Short task:
Transcribe the entries below exactly.
---
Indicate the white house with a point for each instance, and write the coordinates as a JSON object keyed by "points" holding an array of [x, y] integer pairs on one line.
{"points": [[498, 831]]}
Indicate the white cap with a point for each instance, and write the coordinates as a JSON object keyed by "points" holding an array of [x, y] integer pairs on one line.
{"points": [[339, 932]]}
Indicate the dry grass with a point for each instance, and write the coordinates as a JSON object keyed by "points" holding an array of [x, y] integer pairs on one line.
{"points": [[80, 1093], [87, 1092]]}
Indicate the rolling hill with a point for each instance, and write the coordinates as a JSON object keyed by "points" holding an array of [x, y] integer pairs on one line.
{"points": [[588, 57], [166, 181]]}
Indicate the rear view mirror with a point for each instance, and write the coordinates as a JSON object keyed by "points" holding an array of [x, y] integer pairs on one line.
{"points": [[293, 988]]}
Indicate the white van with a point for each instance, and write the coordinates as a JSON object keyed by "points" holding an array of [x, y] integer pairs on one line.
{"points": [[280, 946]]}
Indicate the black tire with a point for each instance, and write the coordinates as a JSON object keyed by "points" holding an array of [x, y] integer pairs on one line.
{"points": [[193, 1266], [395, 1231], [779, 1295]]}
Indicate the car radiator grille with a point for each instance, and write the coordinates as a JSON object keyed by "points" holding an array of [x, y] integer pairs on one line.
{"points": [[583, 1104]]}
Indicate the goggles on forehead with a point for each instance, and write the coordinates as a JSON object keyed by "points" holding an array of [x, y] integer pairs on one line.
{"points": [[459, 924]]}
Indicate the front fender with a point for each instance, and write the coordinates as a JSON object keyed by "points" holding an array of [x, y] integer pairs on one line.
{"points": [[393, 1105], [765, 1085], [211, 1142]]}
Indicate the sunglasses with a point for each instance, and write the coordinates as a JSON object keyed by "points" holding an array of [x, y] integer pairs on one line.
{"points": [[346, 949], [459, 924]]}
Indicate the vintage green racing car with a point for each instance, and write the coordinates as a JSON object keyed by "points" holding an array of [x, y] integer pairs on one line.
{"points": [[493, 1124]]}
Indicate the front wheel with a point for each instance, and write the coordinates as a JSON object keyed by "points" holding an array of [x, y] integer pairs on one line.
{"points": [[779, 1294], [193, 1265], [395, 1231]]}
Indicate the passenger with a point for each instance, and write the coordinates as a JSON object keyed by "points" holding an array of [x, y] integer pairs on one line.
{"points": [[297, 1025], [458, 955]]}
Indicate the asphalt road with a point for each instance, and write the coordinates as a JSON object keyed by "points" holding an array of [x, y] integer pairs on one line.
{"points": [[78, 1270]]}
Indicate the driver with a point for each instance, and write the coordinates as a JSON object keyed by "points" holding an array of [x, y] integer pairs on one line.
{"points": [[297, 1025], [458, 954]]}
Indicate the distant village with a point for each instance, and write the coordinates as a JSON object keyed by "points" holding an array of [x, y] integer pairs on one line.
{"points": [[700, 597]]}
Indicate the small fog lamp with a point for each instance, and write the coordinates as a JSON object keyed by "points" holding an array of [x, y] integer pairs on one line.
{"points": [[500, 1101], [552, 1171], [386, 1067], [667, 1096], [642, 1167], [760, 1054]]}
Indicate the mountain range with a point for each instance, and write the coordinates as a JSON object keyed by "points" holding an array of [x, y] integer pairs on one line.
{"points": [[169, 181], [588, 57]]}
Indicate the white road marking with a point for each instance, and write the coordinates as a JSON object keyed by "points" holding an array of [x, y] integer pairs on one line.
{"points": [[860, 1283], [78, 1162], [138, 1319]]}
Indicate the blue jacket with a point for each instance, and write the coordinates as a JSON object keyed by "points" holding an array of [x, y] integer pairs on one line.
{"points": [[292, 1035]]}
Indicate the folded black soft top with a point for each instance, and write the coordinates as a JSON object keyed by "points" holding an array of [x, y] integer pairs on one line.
---
Result of this task:
Indicate the white house with a point for each instance, and write the coordinates as a JSON object keyed by "points" holding an array of [x, y] integer pairs on one line.
{"points": [[498, 831]]}
Indicate the white cap with a point for each instance, and write the coordinates as a JSON object keyed by "points" holding an array of [x, y] integer pairs on one line.
{"points": [[339, 932]]}
Indicate the dry grass with a point for each instance, and write the coordinates as a JSON object keyed by "points" holding an array of [x, y] integer pairs on one line.
{"points": [[80, 1093], [87, 1092]]}
Indicate the rolling hill with a point for each instance, and write the coordinates as a JSON object keyed by "points" holding an array of [x, y] integer pairs on one line.
{"points": [[588, 57], [166, 181]]}
Indicate the rear view mirror with a point for each instance, and write the coordinates as a JSON object keyed by "points" holding an array of [x, y] integer pairs on one line.
{"points": [[293, 988]]}
Indicate the white van with a point for each instance, and write the coordinates as a JSON object keyed by "points" holding an array of [x, y] integer pairs on one line.
{"points": [[280, 946]]}
Indicate the black tire with a point for each instance, and write the coordinates as a JSON object keyed by "points" holding an array of [x, y] integer pairs on one line.
{"points": [[193, 1266], [395, 1231], [779, 1295]]}
Indicate the car radiator grille with a point for each instance, and write the coordinates as a JSON object keyed by "points" holding an array of [x, y] integer pairs on one line.
{"points": [[583, 1104]]}
Indicate the goggles on forehead with a point for each instance, and write the coordinates as a JSON object keyed by "points" holding an array of [x, y] integer pairs on one line.
{"points": [[459, 924]]}
Indicate the front fender with a point for each instance, and write the coordinates as a JSON object keyed by "points" holding an array of [x, y] integer pairs on one line.
{"points": [[393, 1105], [765, 1085], [211, 1142]]}
Indicate the sunglasses with a point for each instance, and write the coordinates as a JSON object keyed by "points" holding an array of [x, y] integer pairs on one line.
{"points": [[346, 949], [459, 924]]}
Indicate the vintage green racing car with a point for each instance, and write the coordinates as a JSON object keyed by "points" holding an array of [x, y] integer pairs on one line.
{"points": [[493, 1124]]}
Indicate the front wheel with a point for each instance, and write the coordinates as a JSON object keyed by "points" holding an array of [x, y] integer pairs on one line.
{"points": [[779, 1294], [193, 1265], [395, 1231]]}
Indicate the passenger with a point for each instance, and write the coordinates as a JSON object keyed by "points" holding an array of [x, y] integer pairs on one line.
{"points": [[297, 1025], [458, 955]]}
Indicate the asphalt road with a point for each instance, and write the coordinates as a JSON object keyed by "points" holding an array of [x, y] integer pairs on one line.
{"points": [[78, 1270]]}
Indicate the driver with a point for each instance, and write the coordinates as a JSON object keyed by "points" holding an array of [x, y] integer pairs on one line.
{"points": [[297, 1025], [458, 954]]}
Indicate the distant village with a point for each instance, and write the coordinates as a JSON object keyed by "points" holding an array of [x, y] integer pairs on one line.
{"points": [[700, 597]]}
Indicate the small fog lamp with a point for each instance, and write the coordinates as a JSON object keyed by "points" holding an array of [x, y] integer pairs on one line.
{"points": [[500, 1101], [552, 1171], [386, 1067], [667, 1096], [642, 1167], [760, 1054]]}
Indicate the mountain range with a point for each instance, and write the coordinates as a JSON object keyed by "points" holding an array of [x, y] integer pairs on one line.
{"points": [[169, 181], [588, 57]]}
Indicate the white road marking with a point for each instance, and write the coordinates as a JSON object keyed by "points" holding an array of [x, y] integer pairs on one line.
{"points": [[860, 1283], [78, 1162], [138, 1319]]}
Indicate the blue jacket with a point for each instance, and write the coordinates as a JSON object keyed by "points" holding an array of [x, y] integer pairs on one line.
{"points": [[292, 1035]]}
Indicate the folded black soft top with a point for each instance, and write the coordinates as a JSON object keyed by "points" holding an array of [x, y] integer pairs on one line.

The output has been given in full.